**EXERCISE**
In the text below about Rev John Beale, what school did he attend between 1618 and 1622?

Cider Musings

Rev John Beale

Rev John Beale, an extraordinary vicar. Central to the early development of quality cider in England 

He was baptised in the village of Yarkhill where he was born in Herefordshire on 17 April 1608

He became a Church of England clergyman and writer on agriculture science and natural philosophy, the sixth and youngest son of Thomas Beale (1575–1620), a lawyer and prominent gentleman farmer, and his wife, Joanna, nee Pye (1576–1660). His father was an early exponent of cider orchards, cultivating grafts of the famous Redstreak crab apple on his Yarkhill estate, while the Pyes, one of the wealthiest families in Herefordshire, who were related to the Scudamores of Holme Lacy, (who discovered the famous Hereford Redstreak apple) also helped to establish the county’s cider-making reputation. 

Between 1618 and 1622 Beale attended Worcester Cathedral school, where the headmaster, Henry Bright, inspired his lifelong admiration for Erasmus and the classics. From this early age Beale carefully cultivated learning by heart such works as Ovid’s Metamorphoses, and Melanchthon’s Logicks . He displayed considerable interest in mechanics and physics and experimented with insects and animals. 

In 1622 Beale entered Eton College, coming under the equally seminal influence of the prominent humanist scholar John Hales. The provost, Sir

Henry Wotton, also introduced Beale to Francis Bacon’s utilitarian philosophy and stimulated his interest in astronomical optics. 

At the same time Beale studied many agricultural and horticultural works. Although following Baconism he developed a lifelong belief in prophetic dreams and believed in astrology! A complex man. 

Through his maternal uncles Sir William Pye and Sir Robert Pye, he had access to court, and considered himself a favourite of Buckingham. He claimed to have received offers of employment from Archbishop Laud and Charles I, which he rejected because of a growing disaffection with their policies being a moderate in his religious views as opposed to Laudism (which Lord Scudamore preferred).

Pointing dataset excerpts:
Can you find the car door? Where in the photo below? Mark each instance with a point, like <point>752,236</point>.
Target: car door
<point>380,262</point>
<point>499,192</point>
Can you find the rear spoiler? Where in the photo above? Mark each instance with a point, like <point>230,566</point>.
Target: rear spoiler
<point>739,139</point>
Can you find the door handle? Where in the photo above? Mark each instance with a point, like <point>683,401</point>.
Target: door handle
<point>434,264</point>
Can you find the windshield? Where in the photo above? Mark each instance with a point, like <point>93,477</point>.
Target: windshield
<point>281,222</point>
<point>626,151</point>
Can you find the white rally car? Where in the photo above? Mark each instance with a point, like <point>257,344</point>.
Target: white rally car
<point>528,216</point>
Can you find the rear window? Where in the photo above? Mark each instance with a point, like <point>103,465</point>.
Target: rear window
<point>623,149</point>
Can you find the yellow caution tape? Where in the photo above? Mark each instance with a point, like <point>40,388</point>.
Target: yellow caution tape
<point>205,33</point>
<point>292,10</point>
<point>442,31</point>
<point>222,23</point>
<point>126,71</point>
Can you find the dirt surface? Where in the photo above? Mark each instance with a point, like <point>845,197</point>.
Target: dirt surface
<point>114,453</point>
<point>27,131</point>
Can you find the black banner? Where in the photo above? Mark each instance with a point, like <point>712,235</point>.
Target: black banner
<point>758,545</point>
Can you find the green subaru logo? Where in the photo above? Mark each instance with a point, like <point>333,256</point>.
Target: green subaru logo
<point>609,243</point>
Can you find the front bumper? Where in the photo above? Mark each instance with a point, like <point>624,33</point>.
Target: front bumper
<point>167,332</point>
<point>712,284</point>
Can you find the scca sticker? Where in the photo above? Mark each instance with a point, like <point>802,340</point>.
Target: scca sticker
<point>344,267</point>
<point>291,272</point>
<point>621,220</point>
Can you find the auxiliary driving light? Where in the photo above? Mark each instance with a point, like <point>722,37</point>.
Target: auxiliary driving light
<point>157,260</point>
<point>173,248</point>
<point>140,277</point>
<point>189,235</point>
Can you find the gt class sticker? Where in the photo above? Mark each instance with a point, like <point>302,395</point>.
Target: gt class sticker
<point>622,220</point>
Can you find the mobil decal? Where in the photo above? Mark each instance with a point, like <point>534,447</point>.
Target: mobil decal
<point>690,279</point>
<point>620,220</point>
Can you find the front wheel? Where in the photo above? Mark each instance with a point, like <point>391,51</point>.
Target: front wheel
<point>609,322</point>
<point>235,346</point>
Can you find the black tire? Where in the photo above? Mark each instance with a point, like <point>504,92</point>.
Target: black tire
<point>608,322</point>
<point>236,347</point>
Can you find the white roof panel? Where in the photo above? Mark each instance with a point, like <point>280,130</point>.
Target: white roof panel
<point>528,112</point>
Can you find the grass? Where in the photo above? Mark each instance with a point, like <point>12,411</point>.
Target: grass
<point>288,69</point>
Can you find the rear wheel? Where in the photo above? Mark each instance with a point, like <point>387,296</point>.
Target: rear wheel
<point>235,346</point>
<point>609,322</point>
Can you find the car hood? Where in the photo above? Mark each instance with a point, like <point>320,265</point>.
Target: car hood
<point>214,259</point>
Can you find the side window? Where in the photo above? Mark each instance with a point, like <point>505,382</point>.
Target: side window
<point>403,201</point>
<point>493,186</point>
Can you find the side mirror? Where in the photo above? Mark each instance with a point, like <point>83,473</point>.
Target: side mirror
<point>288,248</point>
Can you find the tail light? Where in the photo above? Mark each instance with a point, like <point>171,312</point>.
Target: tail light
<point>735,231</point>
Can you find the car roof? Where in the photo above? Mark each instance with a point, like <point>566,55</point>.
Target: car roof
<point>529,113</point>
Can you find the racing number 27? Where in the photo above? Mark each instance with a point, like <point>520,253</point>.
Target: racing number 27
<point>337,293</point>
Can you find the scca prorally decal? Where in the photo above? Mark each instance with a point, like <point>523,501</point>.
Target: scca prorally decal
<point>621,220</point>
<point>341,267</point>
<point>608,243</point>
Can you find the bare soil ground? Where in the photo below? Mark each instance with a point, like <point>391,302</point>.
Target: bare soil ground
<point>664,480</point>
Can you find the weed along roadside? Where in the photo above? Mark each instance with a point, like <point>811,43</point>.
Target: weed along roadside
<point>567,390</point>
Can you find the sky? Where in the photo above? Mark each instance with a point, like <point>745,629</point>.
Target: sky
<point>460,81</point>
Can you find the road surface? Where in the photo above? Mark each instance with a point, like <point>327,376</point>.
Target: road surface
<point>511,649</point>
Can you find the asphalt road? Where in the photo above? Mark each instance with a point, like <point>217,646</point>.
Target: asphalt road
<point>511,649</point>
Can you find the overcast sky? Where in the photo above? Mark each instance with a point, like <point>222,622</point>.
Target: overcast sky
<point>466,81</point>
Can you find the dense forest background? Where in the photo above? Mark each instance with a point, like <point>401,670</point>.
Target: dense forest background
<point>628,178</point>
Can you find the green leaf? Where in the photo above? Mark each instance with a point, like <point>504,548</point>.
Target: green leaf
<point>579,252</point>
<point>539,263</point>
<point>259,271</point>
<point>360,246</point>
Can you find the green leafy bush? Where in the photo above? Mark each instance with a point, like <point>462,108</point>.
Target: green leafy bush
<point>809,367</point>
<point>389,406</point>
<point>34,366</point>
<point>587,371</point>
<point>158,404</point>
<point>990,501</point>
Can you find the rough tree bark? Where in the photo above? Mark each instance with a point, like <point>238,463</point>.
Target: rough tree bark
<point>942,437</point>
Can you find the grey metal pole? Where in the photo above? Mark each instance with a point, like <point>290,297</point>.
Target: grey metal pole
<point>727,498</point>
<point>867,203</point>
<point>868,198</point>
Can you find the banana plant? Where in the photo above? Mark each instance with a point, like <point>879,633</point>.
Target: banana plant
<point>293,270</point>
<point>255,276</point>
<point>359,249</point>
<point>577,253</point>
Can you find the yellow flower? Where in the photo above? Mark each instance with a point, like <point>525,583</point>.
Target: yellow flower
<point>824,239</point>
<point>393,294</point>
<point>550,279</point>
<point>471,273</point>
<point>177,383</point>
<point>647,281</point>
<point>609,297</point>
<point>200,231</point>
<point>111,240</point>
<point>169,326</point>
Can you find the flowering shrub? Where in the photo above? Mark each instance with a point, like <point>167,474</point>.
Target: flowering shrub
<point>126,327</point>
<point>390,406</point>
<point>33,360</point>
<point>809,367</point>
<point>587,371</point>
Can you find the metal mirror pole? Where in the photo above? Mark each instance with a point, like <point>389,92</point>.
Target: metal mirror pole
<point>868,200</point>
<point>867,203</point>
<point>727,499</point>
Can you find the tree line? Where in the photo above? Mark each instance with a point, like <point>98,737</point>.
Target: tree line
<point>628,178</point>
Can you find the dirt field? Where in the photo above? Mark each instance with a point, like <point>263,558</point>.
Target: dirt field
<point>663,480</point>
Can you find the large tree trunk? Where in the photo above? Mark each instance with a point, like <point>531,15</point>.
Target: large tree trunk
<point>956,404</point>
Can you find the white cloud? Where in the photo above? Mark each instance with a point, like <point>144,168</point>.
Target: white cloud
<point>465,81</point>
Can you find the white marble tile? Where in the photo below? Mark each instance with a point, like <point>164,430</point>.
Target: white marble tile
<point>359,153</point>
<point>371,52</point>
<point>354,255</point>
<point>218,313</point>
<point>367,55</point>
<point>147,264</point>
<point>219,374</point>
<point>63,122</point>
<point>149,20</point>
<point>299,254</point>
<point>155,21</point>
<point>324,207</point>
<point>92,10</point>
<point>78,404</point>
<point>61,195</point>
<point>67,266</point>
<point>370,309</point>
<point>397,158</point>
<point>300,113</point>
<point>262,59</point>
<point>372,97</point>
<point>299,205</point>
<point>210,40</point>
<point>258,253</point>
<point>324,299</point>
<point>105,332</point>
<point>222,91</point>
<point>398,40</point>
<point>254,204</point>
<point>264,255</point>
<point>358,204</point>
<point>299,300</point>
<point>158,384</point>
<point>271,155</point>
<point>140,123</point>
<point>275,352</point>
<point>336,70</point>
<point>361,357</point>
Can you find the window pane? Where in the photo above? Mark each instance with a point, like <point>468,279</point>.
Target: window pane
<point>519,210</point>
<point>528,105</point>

**TASK RESPONSE**
Worcester Cathedral school.